STATED GOAL: Can you retype the lines of the listing below, starting at the line that contains "Expected: one pin per instance of the cheese stack, each" and stopping after the line that contains "Query: cheese stack"?

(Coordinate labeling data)
'''
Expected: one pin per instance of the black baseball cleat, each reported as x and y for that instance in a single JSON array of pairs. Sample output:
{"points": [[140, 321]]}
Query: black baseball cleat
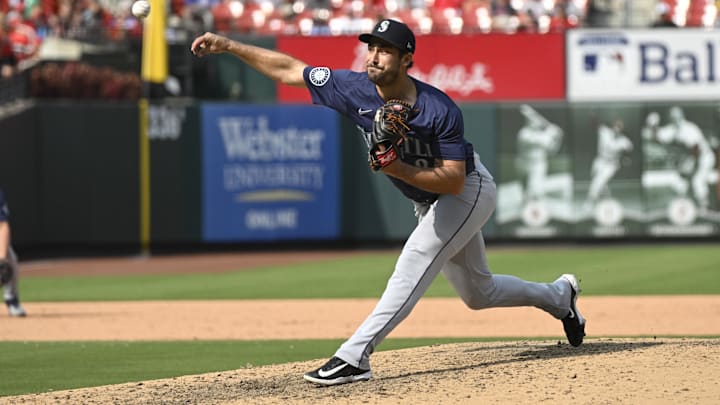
{"points": [[573, 323], [337, 371]]}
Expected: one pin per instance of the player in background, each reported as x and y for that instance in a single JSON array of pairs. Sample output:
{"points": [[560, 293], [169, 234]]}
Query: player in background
{"points": [[537, 140], [8, 263], [437, 169], [611, 145], [686, 133]]}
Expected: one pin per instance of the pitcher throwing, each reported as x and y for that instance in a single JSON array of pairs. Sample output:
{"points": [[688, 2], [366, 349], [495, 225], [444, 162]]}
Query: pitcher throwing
{"points": [[427, 158]]}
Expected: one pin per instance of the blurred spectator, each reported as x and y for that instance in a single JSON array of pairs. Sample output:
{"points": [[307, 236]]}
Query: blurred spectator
{"points": [[80, 80], [24, 41], [664, 16], [8, 61]]}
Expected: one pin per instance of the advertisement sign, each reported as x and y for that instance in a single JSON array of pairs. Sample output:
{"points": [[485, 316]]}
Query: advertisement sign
{"points": [[535, 176], [269, 172], [656, 64], [680, 176], [468, 68], [607, 170]]}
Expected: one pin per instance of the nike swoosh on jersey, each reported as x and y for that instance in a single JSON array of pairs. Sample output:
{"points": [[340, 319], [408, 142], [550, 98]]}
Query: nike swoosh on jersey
{"points": [[323, 373]]}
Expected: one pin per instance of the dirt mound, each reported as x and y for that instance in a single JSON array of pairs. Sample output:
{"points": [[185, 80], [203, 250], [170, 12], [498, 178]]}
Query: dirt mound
{"points": [[602, 371]]}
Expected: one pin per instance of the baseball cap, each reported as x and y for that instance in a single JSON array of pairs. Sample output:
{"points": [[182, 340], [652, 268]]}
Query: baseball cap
{"points": [[393, 32]]}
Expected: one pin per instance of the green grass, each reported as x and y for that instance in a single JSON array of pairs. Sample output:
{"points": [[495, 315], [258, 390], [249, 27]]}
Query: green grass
{"points": [[42, 366], [667, 269], [35, 367]]}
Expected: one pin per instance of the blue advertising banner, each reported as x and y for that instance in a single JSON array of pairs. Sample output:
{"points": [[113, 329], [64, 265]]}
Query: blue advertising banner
{"points": [[270, 172]]}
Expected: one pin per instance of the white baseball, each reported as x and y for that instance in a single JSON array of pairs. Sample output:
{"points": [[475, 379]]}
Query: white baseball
{"points": [[141, 8]]}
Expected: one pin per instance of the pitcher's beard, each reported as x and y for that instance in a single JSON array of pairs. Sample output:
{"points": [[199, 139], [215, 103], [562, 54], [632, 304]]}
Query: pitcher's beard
{"points": [[381, 77]]}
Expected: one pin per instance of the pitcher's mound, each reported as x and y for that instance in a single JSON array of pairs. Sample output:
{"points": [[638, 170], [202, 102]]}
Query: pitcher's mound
{"points": [[628, 371]]}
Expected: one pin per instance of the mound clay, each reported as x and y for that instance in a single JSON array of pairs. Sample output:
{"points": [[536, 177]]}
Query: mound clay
{"points": [[649, 370]]}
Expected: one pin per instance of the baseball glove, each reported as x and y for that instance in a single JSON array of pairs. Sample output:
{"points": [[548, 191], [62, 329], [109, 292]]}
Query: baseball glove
{"points": [[389, 129], [5, 271]]}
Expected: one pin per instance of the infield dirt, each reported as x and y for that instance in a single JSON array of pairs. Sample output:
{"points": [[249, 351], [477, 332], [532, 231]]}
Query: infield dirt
{"points": [[648, 370]]}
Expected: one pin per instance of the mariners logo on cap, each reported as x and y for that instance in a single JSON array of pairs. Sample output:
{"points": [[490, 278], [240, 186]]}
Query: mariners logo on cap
{"points": [[319, 76]]}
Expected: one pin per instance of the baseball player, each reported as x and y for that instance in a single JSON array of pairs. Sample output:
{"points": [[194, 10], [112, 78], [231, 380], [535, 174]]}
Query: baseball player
{"points": [[537, 140], [436, 168], [688, 134], [611, 145], [8, 263]]}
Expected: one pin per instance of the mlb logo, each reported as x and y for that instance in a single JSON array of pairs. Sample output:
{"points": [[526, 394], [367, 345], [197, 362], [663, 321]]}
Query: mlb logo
{"points": [[590, 62]]}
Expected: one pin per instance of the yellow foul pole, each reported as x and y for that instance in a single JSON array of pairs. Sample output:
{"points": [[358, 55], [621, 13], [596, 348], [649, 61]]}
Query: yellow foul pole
{"points": [[154, 70]]}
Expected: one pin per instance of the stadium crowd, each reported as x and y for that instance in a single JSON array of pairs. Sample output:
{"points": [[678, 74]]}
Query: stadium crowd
{"points": [[25, 24]]}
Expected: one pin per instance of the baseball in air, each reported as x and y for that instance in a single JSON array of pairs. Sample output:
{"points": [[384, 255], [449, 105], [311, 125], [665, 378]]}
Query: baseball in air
{"points": [[141, 8]]}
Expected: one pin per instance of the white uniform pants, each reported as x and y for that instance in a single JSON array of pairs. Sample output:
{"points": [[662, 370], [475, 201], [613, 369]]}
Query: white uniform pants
{"points": [[448, 239]]}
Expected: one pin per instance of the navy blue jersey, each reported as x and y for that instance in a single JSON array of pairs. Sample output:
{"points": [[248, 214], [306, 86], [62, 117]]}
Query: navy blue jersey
{"points": [[4, 214], [436, 131]]}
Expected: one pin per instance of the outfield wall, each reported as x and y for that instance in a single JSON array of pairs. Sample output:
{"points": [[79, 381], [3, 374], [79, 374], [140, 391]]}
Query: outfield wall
{"points": [[584, 149]]}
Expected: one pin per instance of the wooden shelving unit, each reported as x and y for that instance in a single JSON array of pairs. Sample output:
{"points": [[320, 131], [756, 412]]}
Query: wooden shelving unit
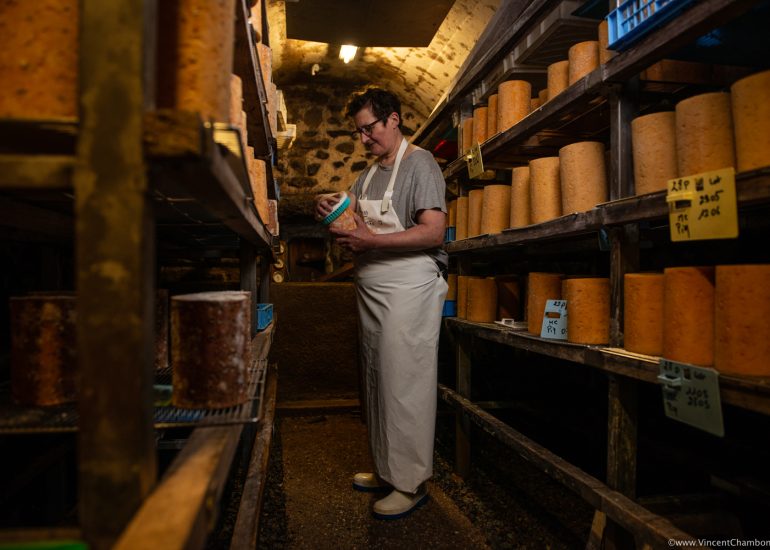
{"points": [[599, 107]]}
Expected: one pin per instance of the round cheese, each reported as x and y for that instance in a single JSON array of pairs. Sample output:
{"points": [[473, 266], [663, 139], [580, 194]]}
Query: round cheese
{"points": [[688, 315], [653, 139], [742, 308], [751, 115], [588, 309], [583, 176], [643, 313]]}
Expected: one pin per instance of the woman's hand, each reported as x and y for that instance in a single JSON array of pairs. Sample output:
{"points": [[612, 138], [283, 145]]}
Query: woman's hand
{"points": [[358, 240]]}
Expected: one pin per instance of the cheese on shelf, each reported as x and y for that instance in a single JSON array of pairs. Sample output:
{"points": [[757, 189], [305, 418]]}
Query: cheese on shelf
{"points": [[653, 139], [742, 309], [588, 309], [643, 313], [688, 315], [583, 176]]}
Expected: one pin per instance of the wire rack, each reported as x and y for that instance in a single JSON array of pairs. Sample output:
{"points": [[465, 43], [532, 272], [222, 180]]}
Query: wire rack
{"points": [[15, 419]]}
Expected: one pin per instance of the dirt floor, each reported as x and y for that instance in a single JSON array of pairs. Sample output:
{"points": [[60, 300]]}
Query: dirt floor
{"points": [[309, 501]]}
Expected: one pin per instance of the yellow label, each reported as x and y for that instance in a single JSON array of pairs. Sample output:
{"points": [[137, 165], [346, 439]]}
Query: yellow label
{"points": [[475, 164], [703, 206]]}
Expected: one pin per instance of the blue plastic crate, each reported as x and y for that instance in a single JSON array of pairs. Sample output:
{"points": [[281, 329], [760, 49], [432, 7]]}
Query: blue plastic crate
{"points": [[264, 315], [635, 18], [450, 308]]}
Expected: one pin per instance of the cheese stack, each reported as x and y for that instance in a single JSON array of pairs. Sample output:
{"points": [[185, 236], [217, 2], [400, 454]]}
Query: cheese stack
{"points": [[495, 209], [588, 309], [210, 339], [195, 56], [520, 204], [512, 103], [583, 58], [545, 189], [605, 54], [475, 205], [467, 135], [643, 313], [558, 78], [751, 114], [462, 296], [583, 176], [39, 59], [540, 288], [492, 115], [653, 139], [704, 134], [508, 298], [461, 231], [43, 349], [688, 315], [482, 299], [742, 302], [480, 124]]}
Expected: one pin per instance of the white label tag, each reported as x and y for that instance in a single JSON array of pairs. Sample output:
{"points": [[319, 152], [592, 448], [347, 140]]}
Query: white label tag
{"points": [[691, 395], [554, 320]]}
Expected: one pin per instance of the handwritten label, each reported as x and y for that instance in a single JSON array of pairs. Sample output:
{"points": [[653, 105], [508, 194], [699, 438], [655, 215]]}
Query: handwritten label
{"points": [[475, 163], [691, 395], [703, 206], [554, 320]]}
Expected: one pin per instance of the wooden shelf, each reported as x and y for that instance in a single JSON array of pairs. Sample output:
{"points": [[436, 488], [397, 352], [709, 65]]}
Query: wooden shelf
{"points": [[746, 393]]}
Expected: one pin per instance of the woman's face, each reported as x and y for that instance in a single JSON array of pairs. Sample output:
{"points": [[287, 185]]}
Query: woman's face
{"points": [[379, 136]]}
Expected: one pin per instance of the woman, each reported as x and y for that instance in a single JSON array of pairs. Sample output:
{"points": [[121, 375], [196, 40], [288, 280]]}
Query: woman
{"points": [[400, 226]]}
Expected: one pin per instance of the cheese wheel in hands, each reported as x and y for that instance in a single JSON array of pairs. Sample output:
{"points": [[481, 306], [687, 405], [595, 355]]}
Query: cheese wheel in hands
{"points": [[541, 287], [588, 309], [750, 98], [704, 134], [643, 313], [688, 315], [742, 308]]}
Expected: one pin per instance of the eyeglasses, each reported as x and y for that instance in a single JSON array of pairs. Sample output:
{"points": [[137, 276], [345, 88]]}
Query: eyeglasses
{"points": [[367, 129]]}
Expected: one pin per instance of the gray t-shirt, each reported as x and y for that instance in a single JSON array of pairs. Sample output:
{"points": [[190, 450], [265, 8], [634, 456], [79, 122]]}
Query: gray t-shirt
{"points": [[419, 186]]}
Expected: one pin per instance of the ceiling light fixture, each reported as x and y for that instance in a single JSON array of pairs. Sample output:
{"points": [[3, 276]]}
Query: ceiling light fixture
{"points": [[347, 52]]}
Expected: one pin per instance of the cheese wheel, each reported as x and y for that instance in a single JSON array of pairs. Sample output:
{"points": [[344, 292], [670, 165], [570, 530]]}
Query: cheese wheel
{"points": [[643, 313], [480, 124], [508, 298], [475, 205], [39, 59], [545, 189], [520, 204], [512, 103], [452, 213], [467, 135], [496, 208], [583, 58], [195, 45], [653, 139], [43, 349], [558, 78], [742, 308], [452, 287], [540, 288], [605, 54], [492, 115], [583, 176], [588, 309], [688, 315], [751, 115], [704, 134], [462, 296], [482, 299], [461, 231]]}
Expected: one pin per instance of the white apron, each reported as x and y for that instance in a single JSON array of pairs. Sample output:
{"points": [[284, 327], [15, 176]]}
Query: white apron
{"points": [[400, 297]]}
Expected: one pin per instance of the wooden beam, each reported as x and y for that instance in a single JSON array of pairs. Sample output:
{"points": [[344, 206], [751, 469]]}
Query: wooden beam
{"points": [[115, 269]]}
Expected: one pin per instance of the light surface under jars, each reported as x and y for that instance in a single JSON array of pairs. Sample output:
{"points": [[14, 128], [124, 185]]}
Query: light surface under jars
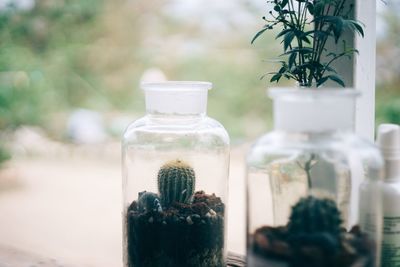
{"points": [[304, 184]]}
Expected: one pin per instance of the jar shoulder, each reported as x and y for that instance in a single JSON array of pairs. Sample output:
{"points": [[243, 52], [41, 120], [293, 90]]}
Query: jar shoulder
{"points": [[280, 144], [204, 127]]}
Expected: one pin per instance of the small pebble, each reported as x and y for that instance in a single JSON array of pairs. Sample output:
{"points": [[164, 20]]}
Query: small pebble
{"points": [[189, 220]]}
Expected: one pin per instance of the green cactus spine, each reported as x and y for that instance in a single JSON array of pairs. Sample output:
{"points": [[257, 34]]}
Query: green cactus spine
{"points": [[315, 215], [176, 182]]}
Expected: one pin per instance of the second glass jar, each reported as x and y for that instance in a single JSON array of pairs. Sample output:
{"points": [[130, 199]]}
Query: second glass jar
{"points": [[312, 185], [175, 180]]}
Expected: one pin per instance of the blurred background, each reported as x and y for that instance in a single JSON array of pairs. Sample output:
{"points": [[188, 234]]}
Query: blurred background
{"points": [[69, 85]]}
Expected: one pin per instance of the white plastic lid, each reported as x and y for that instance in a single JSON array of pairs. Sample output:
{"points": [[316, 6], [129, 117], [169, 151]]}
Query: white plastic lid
{"points": [[314, 110], [389, 144], [176, 97]]}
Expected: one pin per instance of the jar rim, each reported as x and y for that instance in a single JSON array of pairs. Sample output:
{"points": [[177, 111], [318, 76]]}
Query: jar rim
{"points": [[277, 92], [176, 86]]}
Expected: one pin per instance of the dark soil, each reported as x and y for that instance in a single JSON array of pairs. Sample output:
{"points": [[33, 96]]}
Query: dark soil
{"points": [[183, 235], [276, 246]]}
'''
OUTPUT OF THE TASK:
Expected: one pin per instance of the cheese stack, each reported as x and y for that instance in a single JSON array of pairs. Sample output:
{"points": [[185, 236], [217, 2], [400, 454]]}
Query: cheese stack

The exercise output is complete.